PROMPT ▸ Without the pictures, print each of the records below exactly as it appears.

------------------------------------------------------------------------

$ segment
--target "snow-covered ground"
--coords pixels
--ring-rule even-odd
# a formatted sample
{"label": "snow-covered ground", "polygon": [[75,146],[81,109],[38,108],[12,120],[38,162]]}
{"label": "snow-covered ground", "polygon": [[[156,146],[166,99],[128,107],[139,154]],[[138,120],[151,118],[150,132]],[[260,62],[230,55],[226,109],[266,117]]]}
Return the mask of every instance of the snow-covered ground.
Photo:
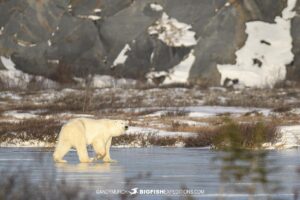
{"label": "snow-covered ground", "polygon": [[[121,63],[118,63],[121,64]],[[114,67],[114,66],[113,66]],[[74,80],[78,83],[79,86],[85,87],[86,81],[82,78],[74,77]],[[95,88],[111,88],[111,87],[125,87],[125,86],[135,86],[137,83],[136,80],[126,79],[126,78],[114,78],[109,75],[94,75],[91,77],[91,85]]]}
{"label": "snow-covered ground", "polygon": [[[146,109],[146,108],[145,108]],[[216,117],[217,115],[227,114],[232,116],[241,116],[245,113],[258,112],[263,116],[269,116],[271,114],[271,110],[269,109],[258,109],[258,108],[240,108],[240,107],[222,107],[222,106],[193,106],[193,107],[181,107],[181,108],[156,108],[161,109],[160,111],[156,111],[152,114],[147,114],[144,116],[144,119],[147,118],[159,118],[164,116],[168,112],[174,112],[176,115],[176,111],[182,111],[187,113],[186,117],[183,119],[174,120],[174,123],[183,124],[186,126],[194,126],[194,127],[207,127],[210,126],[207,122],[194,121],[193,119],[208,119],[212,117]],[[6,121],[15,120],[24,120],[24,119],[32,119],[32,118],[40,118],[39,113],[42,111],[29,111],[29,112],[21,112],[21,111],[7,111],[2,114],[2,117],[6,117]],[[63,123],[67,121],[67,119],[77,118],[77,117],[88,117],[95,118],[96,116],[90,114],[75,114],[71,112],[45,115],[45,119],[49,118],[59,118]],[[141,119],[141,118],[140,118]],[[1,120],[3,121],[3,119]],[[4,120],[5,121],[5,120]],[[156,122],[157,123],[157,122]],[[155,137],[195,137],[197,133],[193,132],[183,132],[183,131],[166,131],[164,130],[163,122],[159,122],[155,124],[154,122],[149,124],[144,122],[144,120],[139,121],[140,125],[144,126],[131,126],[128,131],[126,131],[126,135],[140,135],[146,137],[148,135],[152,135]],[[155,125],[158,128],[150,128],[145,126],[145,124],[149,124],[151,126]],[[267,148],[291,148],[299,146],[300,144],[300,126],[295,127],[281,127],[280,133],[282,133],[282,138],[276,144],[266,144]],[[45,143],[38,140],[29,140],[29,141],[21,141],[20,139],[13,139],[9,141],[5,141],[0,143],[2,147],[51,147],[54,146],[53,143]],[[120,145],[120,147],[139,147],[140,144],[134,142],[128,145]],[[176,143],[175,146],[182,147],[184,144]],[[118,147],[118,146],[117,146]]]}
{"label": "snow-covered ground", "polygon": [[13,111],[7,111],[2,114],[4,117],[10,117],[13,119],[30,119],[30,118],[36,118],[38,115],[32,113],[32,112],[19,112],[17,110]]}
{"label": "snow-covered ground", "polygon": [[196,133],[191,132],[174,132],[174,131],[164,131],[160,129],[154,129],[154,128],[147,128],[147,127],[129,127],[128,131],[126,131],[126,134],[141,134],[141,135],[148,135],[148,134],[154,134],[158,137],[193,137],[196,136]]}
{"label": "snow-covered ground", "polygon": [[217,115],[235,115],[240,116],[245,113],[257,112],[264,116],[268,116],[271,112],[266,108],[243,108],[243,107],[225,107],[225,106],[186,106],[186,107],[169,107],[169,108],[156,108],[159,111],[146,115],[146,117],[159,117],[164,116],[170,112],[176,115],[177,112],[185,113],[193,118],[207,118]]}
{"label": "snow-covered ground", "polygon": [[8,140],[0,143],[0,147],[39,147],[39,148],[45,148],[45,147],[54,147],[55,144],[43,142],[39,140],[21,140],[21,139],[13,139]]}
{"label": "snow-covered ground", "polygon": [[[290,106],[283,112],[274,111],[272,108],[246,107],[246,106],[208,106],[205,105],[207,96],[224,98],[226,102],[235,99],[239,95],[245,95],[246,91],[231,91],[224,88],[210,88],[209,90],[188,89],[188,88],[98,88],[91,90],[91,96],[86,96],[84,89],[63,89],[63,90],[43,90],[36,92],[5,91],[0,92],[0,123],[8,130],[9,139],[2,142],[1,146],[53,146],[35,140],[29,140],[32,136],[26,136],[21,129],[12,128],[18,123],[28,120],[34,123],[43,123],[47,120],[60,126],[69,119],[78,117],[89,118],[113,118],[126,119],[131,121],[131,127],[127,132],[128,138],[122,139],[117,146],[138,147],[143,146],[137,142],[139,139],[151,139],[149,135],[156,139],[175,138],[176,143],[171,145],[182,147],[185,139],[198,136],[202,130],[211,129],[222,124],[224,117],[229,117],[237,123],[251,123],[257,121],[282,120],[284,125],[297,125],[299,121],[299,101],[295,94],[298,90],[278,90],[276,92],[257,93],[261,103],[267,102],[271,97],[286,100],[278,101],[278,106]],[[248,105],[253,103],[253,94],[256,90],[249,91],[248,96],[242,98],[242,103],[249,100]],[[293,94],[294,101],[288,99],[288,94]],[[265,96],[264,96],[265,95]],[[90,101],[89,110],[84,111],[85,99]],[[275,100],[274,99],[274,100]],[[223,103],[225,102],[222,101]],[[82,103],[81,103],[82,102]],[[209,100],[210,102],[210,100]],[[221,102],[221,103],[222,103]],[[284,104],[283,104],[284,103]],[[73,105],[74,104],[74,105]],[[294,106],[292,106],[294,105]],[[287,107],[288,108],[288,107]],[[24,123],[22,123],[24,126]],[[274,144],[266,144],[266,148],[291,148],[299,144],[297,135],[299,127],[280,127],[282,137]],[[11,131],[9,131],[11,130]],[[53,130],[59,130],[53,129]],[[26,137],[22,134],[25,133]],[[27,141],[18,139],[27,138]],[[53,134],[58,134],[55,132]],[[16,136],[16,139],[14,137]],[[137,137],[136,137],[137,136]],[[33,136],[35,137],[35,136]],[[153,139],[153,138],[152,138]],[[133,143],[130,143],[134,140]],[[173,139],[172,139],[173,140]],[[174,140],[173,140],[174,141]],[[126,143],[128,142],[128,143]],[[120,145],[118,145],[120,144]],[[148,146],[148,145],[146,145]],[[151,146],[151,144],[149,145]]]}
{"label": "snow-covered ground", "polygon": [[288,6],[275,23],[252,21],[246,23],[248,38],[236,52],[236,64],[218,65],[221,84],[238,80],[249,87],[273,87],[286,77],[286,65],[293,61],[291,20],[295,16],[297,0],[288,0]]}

------------------------------------------------------------------------

FINAL ANSWER ▸
$ segment
--target "snow-covered ground"
--coords pixels
--ring-rule even-odd
# a formatted sample
{"label": "snow-covered ground", "polygon": [[75,146],[81,109],[38,108],[12,120],[38,162]]}
{"label": "snow-covered ground", "polygon": [[[156,146],[166,99],[128,107],[139,154]],[[138,120],[151,118],[150,132]],[[260,62],[230,55],[226,109],[266,117]]]}
Return the mask of every instance of the snow-covered ground.
Photo:
{"label": "snow-covered ground", "polygon": [[[121,63],[118,63],[121,64]],[[114,67],[114,66],[113,66]],[[74,80],[78,83],[79,86],[85,87],[86,81],[82,78],[74,77]],[[95,88],[111,88],[111,87],[125,87],[125,86],[135,86],[137,83],[136,80],[126,79],[126,78],[114,78],[109,75],[94,75],[91,77],[91,85]]]}
{"label": "snow-covered ground", "polygon": [[[146,109],[146,108],[145,108]],[[216,117],[217,115],[227,114],[232,116],[241,116],[245,113],[258,112],[263,116],[269,116],[271,114],[271,110],[269,109],[258,109],[258,108],[240,108],[240,107],[222,107],[222,106],[193,106],[193,107],[181,107],[181,108],[156,108],[161,109],[160,111],[156,111],[152,114],[147,114],[144,116],[144,119],[147,118],[159,118],[164,116],[168,112],[174,112],[176,115],[176,111],[182,111],[187,113],[186,117],[183,119],[174,120],[174,123],[183,124],[186,126],[194,126],[194,127],[207,127],[210,126],[207,122],[194,121],[193,119],[208,119],[212,117]],[[6,121],[15,120],[24,120],[24,119],[32,119],[32,118],[40,118],[39,113],[42,111],[29,111],[29,112],[21,112],[21,111],[7,111],[2,114],[2,117],[6,117]],[[63,123],[67,121],[67,119],[77,118],[77,117],[88,117],[95,118],[96,116],[90,114],[75,114],[71,112],[45,115],[45,119],[49,118],[59,118]],[[141,119],[141,118],[140,118]],[[1,120],[3,121],[3,119]],[[4,120],[5,121],[5,120]],[[156,122],[157,123],[157,122]],[[155,137],[195,137],[197,133],[193,132],[183,132],[183,131],[166,131],[164,130],[163,122],[159,122],[155,124],[154,122],[149,124],[144,122],[144,120],[139,121],[140,125],[144,126],[131,126],[128,131],[126,131],[126,135],[140,135],[146,137],[148,135],[152,135]],[[155,125],[158,128],[150,128],[145,126],[145,124],[149,124],[151,126]],[[267,148],[291,148],[299,146],[300,144],[300,126],[295,127],[281,127],[280,133],[282,133],[282,138],[276,144],[266,144]],[[45,143],[38,140],[29,140],[29,141],[21,141],[20,139],[13,139],[9,141],[5,141],[0,143],[2,147],[51,147],[54,146],[53,143]],[[120,145],[120,147],[139,147],[140,144],[134,142],[128,145]],[[176,143],[175,146],[182,147],[184,144]],[[118,147],[118,146],[117,146]]]}
{"label": "snow-covered ground", "polygon": [[13,111],[7,111],[2,114],[4,117],[10,117],[13,119],[30,119],[30,118],[36,118],[38,115],[32,113],[32,112],[19,112],[17,110]]}
{"label": "snow-covered ground", "polygon": [[196,133],[191,132],[174,132],[174,131],[164,131],[160,129],[154,129],[154,128],[147,128],[147,127],[129,127],[128,131],[126,131],[126,134],[141,134],[141,135],[148,135],[148,134],[154,134],[158,137],[193,137],[196,136]]}
{"label": "snow-covered ground", "polygon": [[217,115],[235,115],[240,116],[245,113],[257,112],[264,116],[268,116],[271,112],[266,108],[243,108],[243,107],[225,107],[225,106],[186,106],[186,107],[169,107],[169,108],[156,108],[159,111],[146,115],[146,117],[159,117],[164,116],[170,112],[176,115],[177,112],[185,113],[193,118],[207,118]]}
{"label": "snow-covered ground", "polygon": [[8,140],[0,143],[0,147],[39,147],[39,148],[45,148],[45,147],[54,147],[55,144],[43,142],[39,140],[21,140],[21,139],[13,139]]}
{"label": "snow-covered ground", "polygon": [[[290,106],[283,112],[274,111],[272,108],[246,107],[246,106],[208,106],[205,105],[207,96],[224,98],[226,102],[235,99],[239,95],[245,95],[246,91],[231,91],[224,88],[210,88],[209,90],[188,89],[188,88],[98,88],[91,90],[91,96],[86,96],[84,89],[63,89],[63,90],[43,90],[36,92],[5,91],[0,92],[0,123],[8,130],[9,139],[2,142],[1,146],[53,146],[35,140],[29,140],[32,136],[26,136],[21,129],[12,128],[18,123],[28,120],[34,123],[43,123],[47,120],[60,126],[69,119],[78,117],[89,118],[113,118],[126,119],[131,121],[131,127],[127,132],[128,138],[122,139],[117,146],[138,147],[143,146],[137,142],[139,139],[151,139],[149,135],[156,139],[175,138],[176,143],[171,145],[182,147],[185,139],[198,136],[202,130],[211,129],[222,124],[224,117],[229,117],[237,123],[251,123],[257,121],[282,120],[284,125],[297,125],[299,121],[299,101],[295,94],[298,90],[278,90],[276,92],[257,93],[261,103],[267,102],[271,97],[286,100],[278,101],[278,106]],[[248,105],[253,103],[253,94],[256,90],[249,91],[248,96],[242,98],[242,103],[249,100]],[[293,94],[294,101],[288,99],[288,94]],[[265,96],[264,96],[265,95]],[[90,101],[89,110],[84,111],[85,99]],[[275,100],[274,99],[274,100]],[[223,103],[225,102],[222,101]],[[82,103],[81,103],[82,102]],[[209,100],[210,102],[210,100]],[[221,102],[221,103],[222,103]],[[284,104],[283,104],[284,103]],[[73,105],[74,104],[74,105]],[[294,106],[292,106],[294,105]],[[287,107],[288,108],[288,107]],[[24,123],[22,123],[24,126]],[[274,144],[266,144],[266,148],[291,148],[299,144],[297,135],[299,127],[280,127],[282,137]],[[11,131],[9,131],[11,130]],[[53,130],[59,130],[53,129]],[[26,137],[22,134],[25,133]],[[27,141],[18,139],[27,138]],[[53,134],[58,134],[55,132]],[[16,136],[16,139],[14,137]],[[137,137],[136,137],[137,136]],[[33,136],[35,137],[35,136]],[[153,139],[153,138],[152,138]],[[133,143],[130,143],[134,140]],[[173,139],[172,139],[173,140]],[[174,140],[173,140],[174,141]],[[126,143],[128,142],[128,143]],[[120,145],[118,145],[120,144]],[[148,146],[148,145],[146,145]],[[151,146],[151,144],[149,145]]]}
{"label": "snow-covered ground", "polygon": [[288,6],[275,23],[252,21],[246,23],[248,38],[236,52],[236,64],[218,65],[221,84],[238,80],[249,87],[273,87],[286,77],[286,65],[293,61],[291,20],[295,16],[297,0],[288,0]]}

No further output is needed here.